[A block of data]
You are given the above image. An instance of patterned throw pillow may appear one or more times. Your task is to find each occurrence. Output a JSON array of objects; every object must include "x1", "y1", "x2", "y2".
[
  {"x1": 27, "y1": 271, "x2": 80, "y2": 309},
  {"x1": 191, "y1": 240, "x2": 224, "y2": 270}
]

Short problem:
Return every line above without any changes.

Exercise answer:
You are given the above image. An instance of patterned throw pillow may appear one or more times. Your task is to find each occurrence. Output a JSON array of objects; every object must include "x1", "y1", "x2", "y2".
[
  {"x1": 27, "y1": 271, "x2": 80, "y2": 309},
  {"x1": 191, "y1": 240, "x2": 224, "y2": 270}
]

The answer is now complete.